I ventenni non fanno più il servizio militare, e questo è un privilegio. Penso che gli ultimi ad aver fatto la visita di leva siano ormai tutti prossimi ai trent’anni, oggi il militare lo fanno soltanto i volontari, chi vuole veramente farlo, e non tutti: ma non è stato un regalo, è stata una conquista.
Una conquista molto dura, pagata con il carcere: centinaia di obiettori di coscienza si sono fatti la galera al posto del servizio di leva, dal 1945 in qua, per decenni. E si intenda: due anni di galera invece di due anni di leva, quindici mesi di galera invece di quindici mesi di servizio militare, eccetera. Prima, prima del 1945, andava ancora peggio: l’obiezione di coscienza era diserzione, e per la diserzione si poteva essere fucilati o impiccati. E’andata così per secoli, forse per millenni: negli anni più vicini a noi lo raccontano le cronache e le testimonianze dirette, dagli anni più lontani ci sono arrivate molte ballate popolari che raccontano le storie dei disertori, in realtà persone che avevano solo il desiderio di buttare il fucile, smettere di ammazzare o di farsi ammazzare, e tornare al loro lavoro e alle loro famiglie.
Ci avrà pensato, quel ragazzo di vent’anni che parlava di privilegi? La pensione a cinquant’anni è stata una conquista, io ho visto operai e muratori anziani far fatica a lavorare, mi spaventa molto pensare a persone di sessanta o sessantacinque anni salire su un ponteggio o fare lavori pesanti, capisco che per uno di vent’anni tutta questa possa sembrare retorica, ma mio padre è morto a poco più di cinquant’anni, io ne avevo ventitrè e da allora ho smesso di dire scemenze, almeno in questo campo. Lo Statuto dei Lavoratori, del 1970, è stato una conquista preceduta da scioperi che hanno messo in pericolo l'incolumità di chi vi aderiva e decurtato, di molto, i salari e gli stipendi di chi si batteva per quelle conquiste; l’autunno caldo del 1969, del quale ancora oggi si parla, è stato solo uno dei tanti momenti in cui i cittadini hanno fatto sentire la loro voce, magari anche a rischio della propria vita. In pochi anni, meno di quindici, tutto questo è stato spazzato via: ma non sono state le pensioni degli operai a far saltare il bilancio dello Stato, sono state le ruberie e gli intrallazzi di poche e ben determinate persone. Di quelle persone abbiamo le firme, firme su leggi, regolamenti, bilanci, manovre: che se la prendano con quelle persone, e non con le date di nascita.
Siamo tutti sulla stessa barca, vecchi e giovani, donne e uomini, indigeni e immigrati. E’ dura da digerire, ma è così; e comunque buona fortuna a tutti quelli che passano di qua e mi leggono, ne abbiamo tutti un gran bisogno.

PS: sul tema del disertore, una delle registrazioni più belle è quella di “The deserter” dall’album “Liege and lief” dei Fairport Convention: è una ballata del ‘700, se non ricordo male. Ne riporto qui il testo. (il finale è molto consolatorio, ma non credo proprio che rispecchi la realtà).

## L'esercizio
Per favore, riprendi il brano sulle conquiste sociali dal punto in cui si interrompe. Le righe non hanno alcun legame con il brano sulle conquiste sociali.

## Voci fornite
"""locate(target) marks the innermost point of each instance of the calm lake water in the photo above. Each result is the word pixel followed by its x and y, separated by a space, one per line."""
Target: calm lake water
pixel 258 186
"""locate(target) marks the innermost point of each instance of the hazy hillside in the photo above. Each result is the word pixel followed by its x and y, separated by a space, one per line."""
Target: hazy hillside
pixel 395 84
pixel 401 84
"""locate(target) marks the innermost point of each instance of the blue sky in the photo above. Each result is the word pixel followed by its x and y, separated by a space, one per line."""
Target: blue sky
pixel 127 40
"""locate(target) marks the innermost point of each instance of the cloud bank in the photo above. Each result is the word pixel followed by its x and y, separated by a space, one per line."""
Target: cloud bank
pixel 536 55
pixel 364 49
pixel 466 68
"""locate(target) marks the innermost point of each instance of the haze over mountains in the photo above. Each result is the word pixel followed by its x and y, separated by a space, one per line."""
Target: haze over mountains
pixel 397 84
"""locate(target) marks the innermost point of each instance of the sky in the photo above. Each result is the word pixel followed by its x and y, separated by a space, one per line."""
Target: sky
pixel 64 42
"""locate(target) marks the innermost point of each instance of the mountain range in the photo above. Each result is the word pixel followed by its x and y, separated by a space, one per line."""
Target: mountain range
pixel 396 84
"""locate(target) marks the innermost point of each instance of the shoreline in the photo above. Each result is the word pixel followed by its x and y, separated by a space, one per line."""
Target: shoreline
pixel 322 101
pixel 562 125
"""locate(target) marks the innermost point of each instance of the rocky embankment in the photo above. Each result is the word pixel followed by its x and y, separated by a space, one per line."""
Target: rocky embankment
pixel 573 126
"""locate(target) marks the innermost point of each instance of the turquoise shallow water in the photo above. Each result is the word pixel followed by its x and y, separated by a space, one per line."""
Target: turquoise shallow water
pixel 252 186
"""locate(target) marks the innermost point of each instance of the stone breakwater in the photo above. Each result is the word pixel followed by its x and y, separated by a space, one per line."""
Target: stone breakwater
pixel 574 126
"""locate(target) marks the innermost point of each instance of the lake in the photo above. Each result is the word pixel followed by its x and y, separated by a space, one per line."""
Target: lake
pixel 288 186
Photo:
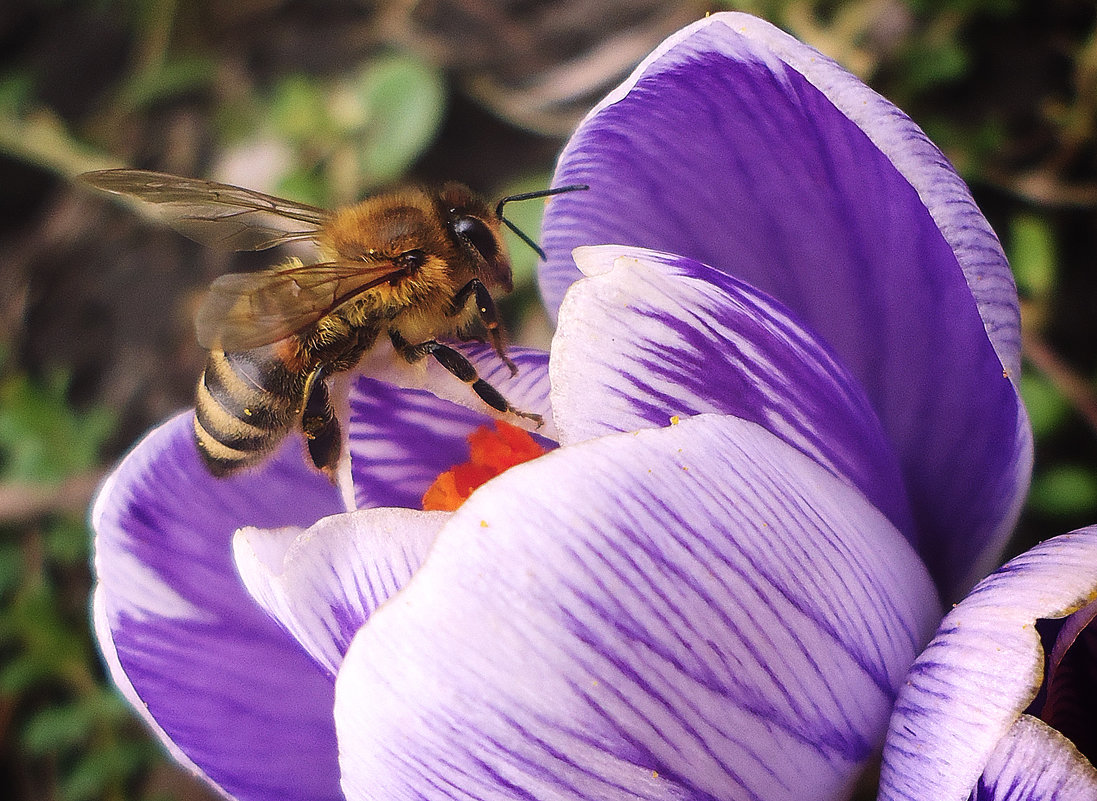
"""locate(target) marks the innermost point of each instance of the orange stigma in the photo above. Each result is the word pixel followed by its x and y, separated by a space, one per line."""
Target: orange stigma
pixel 490 452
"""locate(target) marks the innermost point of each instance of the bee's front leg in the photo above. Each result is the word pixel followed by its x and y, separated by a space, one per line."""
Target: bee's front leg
pixel 459 365
pixel 488 315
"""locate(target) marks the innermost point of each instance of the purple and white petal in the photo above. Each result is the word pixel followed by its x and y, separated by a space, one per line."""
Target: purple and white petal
pixel 408 424
pixel 738 147
pixel 323 583
pixel 666 612
pixel 982 670
pixel 1035 763
pixel 226 687
pixel 648 336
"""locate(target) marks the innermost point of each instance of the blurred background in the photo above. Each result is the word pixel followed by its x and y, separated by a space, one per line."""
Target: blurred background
pixel 327 100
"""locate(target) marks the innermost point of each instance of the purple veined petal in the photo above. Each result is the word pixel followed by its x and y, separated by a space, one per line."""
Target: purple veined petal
pixel 402 439
pixel 982 670
pixel 226 687
pixel 649 336
pixel 696 611
pixel 1036 763
pixel 323 583
pixel 737 146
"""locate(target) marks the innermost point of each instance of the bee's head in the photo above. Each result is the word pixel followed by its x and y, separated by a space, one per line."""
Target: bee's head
pixel 476 229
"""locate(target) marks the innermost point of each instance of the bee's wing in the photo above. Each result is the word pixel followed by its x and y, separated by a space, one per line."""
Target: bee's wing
pixel 247 309
pixel 214 213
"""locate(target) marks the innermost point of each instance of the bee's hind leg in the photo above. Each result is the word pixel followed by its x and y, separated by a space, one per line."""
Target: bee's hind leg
pixel 320 425
pixel 461 368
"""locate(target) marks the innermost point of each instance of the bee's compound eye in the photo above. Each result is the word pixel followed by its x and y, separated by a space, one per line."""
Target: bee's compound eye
pixel 411 260
pixel 475 232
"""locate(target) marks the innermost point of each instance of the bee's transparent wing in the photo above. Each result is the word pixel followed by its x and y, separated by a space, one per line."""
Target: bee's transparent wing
pixel 212 213
pixel 248 309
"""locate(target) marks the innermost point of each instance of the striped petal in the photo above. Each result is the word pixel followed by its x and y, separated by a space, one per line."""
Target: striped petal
pixel 982 670
pixel 323 583
pixel 651 336
pixel 697 611
pixel 1036 763
pixel 742 148
pixel 410 422
pixel 229 692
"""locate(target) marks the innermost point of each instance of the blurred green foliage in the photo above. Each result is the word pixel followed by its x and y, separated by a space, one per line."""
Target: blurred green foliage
pixel 77 734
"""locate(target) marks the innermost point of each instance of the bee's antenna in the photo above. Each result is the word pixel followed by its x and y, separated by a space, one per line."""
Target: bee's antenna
pixel 531 195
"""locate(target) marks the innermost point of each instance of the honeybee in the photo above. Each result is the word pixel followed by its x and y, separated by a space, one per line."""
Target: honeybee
pixel 416 264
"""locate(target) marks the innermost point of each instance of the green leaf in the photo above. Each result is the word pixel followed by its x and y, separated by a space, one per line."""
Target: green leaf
pixel 1045 404
pixel 1064 491
pixel 42 438
pixel 11 567
pixel 68 542
pixel 97 770
pixel 1032 255
pixel 173 77
pixel 297 110
pixel 527 215
pixel 57 728
pixel 402 103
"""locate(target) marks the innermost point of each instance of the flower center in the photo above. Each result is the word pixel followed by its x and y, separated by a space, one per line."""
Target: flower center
pixel 490 452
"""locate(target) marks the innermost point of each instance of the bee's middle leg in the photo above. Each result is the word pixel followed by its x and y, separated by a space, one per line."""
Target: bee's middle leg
pixel 459 365
pixel 488 315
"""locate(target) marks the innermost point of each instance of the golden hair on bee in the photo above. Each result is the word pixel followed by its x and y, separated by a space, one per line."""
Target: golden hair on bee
pixel 415 266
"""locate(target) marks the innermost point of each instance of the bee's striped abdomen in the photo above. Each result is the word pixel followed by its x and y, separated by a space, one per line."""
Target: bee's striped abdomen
pixel 246 403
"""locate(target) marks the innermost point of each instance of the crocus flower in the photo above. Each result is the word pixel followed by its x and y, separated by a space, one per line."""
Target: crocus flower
pixel 781 424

## Risposta al quesito
As I was a-walking down Radcliffe highway
A recruiting party came a-beating my way
They enlisted me and treated me till I did not know
And to the Queen's barracks they forced me to go
When first I deserted, I thought myself free
Until my cruel comrade informed against me
I was quickly followed after and brought back with speed
I was handcuffed and guarded, heavy irons put on me
Court martial, court martial, they help upon me
And the sentence passed upon me, three hundred and three
May the Lord have mercy on them for their sad cruelty
For now the Queen's duty lies heavy on me
When next I deserted, I thought myself free
Until my cruel sweetheart informed against me
I was quickly followed after and brought back with speed
I was handcuffed and guarded, heavy irons put on me
Court martial, court martial, then quickly was got
And the sentence passed upon me, that I was to be shot
May the Lord have mercy on them for their sad cruelty
For now the Queen's duty lies heavy on me
Then up rode Prince Albert in his carriage and sticks
Saying "Where is that young man whose coffin is fixed?
Set him free from his irons and let him go free
For he'll make a good soldier for his Queen and country"
Recorded by Fairport Convention on Liege and Lief and by the
Young Tradition as "Ratcliff Highway"

lunedì 7 maggio 2012

Pista ciclabile

Mi sono guardato con attenzione le immagini tv della manifestazione “Salviamo i ciclisti”, svoltasi nelle principali città italiane. C’era molta gente, grande successo: ma quasi tutti erano ciclisti super accessoriati, con biciclette speciali e costose, mountain bike, casco, scarpine, tute griffate. Pochissimi, invece, o comunque in netta minoranza i ciclisti normali, vestiti normali, con biciclette normali: qui c’è qualcosa che non va, mi sono detto.
Si sa, andare in bicicletta è da sfigati.
Enzo Jannacci ci aveva scritto sopra una bella canzone, negli anni ’60: “prendeva il treno per non essere da meno...”. E’ la storia di uno che andava a lavorare in bicicletta, ma si vergognava a dirlo; quando si era innamorato la ragazza che gli piaceva gli aveva detto “ah sì, lei è il ciclista”, e lui allora – non avendo i soldi per comperarsi la macchina – aveva fatto l’abbonamento al treno.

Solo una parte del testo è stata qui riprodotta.